### AIM OF THE TASK
From the records below, pull out each line that contains the word "dark" and drop every other line.

### DATA IN THIS EXERCISE
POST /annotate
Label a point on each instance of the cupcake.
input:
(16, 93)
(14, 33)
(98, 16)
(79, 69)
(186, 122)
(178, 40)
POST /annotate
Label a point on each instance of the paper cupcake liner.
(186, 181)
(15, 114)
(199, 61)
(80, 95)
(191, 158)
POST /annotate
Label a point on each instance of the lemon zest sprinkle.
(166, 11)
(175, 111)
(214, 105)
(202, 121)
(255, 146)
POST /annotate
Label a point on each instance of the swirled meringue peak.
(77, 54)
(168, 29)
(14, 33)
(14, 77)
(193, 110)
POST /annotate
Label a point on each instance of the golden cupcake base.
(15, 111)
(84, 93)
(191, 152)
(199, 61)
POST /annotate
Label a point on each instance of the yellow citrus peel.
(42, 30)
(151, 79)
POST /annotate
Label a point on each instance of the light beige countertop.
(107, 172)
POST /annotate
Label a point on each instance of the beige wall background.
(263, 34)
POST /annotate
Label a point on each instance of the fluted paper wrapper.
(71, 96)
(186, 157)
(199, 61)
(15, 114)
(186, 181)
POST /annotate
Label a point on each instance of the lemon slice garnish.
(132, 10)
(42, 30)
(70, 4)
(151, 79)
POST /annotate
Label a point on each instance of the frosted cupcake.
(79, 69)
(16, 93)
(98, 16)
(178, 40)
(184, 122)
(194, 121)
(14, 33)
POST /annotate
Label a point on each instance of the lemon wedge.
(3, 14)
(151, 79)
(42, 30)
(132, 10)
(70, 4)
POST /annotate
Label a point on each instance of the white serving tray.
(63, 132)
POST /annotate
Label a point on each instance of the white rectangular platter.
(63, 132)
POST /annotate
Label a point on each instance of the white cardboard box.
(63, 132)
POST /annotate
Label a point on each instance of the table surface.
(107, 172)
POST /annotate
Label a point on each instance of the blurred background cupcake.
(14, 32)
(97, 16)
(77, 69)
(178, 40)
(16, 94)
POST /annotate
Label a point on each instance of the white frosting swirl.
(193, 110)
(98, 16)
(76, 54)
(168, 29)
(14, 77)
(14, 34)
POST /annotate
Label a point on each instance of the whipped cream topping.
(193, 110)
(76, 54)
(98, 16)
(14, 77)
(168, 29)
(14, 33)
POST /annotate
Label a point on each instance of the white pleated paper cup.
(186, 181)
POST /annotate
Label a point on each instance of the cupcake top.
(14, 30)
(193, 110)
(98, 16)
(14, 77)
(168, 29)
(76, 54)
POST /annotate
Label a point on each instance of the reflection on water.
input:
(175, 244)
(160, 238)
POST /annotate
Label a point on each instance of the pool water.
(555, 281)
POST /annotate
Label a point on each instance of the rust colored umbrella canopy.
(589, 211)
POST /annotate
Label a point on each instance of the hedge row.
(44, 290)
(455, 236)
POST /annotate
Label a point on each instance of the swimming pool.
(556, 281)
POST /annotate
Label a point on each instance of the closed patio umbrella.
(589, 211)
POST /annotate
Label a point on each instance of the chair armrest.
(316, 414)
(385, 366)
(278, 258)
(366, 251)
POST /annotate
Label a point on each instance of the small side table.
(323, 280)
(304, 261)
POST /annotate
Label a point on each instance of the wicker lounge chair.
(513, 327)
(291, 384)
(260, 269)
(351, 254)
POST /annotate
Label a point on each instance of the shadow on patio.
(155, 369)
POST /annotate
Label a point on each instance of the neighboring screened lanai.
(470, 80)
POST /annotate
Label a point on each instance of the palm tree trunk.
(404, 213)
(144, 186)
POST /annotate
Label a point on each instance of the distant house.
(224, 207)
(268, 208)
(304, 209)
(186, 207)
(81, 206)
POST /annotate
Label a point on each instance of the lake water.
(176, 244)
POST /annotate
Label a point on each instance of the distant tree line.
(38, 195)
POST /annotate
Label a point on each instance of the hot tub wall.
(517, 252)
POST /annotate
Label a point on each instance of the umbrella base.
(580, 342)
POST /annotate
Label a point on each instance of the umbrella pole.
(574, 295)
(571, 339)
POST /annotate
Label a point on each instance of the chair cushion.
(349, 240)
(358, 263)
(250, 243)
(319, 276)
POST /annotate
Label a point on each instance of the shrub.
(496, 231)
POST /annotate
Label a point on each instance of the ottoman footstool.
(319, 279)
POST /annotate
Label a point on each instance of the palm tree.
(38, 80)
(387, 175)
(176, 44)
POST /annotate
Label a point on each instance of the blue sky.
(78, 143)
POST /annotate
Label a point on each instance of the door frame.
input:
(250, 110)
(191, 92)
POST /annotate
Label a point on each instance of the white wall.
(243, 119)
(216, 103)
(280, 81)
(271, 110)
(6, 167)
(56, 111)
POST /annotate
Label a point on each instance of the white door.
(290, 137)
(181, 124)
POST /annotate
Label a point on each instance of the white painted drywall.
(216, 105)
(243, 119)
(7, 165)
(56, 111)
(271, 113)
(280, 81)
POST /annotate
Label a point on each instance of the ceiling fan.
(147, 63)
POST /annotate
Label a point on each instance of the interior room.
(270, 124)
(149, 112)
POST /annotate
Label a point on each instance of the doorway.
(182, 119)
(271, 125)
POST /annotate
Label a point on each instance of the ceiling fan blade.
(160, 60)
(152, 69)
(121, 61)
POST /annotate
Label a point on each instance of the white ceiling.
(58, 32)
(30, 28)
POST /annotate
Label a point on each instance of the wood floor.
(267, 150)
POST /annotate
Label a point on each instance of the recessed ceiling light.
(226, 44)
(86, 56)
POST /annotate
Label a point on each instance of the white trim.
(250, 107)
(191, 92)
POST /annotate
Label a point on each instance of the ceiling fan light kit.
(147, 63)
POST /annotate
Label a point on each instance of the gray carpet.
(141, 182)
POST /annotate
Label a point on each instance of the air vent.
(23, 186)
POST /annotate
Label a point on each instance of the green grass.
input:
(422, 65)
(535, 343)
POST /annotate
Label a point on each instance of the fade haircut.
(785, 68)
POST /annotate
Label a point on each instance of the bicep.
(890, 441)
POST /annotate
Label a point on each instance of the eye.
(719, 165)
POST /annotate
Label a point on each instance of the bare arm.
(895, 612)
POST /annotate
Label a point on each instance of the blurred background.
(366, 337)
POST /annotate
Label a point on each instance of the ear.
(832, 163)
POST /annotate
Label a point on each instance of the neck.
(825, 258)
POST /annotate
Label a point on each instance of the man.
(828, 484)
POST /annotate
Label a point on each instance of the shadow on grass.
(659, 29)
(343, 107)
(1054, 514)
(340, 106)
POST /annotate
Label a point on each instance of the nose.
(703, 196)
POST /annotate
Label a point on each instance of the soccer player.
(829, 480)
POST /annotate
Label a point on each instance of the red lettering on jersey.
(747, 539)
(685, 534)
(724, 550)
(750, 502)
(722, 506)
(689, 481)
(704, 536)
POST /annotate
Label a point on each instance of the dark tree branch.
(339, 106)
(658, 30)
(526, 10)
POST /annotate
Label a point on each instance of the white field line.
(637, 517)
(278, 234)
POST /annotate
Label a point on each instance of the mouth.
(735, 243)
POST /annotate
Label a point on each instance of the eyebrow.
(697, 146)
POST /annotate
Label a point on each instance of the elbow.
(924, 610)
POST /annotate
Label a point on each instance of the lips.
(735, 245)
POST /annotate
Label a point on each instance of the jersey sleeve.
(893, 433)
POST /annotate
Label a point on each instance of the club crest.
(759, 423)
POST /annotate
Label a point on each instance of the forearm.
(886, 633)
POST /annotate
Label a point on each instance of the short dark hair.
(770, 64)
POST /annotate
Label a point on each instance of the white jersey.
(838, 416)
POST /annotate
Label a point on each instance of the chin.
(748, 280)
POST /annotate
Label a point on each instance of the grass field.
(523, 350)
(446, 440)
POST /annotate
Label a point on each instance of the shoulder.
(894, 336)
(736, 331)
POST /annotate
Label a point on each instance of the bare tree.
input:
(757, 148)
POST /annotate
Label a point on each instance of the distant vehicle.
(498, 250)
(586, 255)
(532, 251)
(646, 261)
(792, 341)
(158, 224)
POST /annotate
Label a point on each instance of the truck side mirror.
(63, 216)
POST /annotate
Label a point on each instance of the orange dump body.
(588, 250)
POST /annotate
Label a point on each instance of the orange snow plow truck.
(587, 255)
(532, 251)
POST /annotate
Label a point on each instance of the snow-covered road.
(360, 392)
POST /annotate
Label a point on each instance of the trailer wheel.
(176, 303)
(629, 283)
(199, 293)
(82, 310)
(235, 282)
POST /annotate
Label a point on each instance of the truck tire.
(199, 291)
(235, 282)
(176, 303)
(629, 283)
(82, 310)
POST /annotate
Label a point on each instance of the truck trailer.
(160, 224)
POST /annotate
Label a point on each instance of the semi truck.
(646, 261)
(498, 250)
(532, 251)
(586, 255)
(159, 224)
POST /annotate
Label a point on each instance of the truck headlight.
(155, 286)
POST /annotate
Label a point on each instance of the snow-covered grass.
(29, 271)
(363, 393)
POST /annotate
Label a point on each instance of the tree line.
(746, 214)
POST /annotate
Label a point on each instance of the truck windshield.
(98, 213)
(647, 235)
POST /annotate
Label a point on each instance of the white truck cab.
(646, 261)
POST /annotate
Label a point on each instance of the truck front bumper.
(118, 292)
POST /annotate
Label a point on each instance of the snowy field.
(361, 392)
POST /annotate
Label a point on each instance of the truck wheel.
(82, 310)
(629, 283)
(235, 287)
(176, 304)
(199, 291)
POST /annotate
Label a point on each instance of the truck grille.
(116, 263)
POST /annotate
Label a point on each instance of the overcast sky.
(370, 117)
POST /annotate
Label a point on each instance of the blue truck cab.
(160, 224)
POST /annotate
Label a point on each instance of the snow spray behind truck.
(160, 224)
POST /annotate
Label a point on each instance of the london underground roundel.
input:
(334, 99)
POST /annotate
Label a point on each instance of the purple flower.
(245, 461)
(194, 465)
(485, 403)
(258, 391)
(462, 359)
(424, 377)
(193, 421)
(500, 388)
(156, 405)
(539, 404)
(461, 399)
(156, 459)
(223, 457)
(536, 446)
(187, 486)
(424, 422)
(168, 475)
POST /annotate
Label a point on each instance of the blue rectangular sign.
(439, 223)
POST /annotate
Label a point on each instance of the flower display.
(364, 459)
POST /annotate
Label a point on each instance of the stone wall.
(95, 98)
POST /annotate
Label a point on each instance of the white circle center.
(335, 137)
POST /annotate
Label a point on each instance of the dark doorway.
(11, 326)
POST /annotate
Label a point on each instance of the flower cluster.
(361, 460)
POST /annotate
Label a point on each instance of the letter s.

### ANSWER TO THE TASK
Label a point on each instance of the dark tree branch.
Label a point on each instance of the short dark hair.
Label a point on each instance of the dark doorway.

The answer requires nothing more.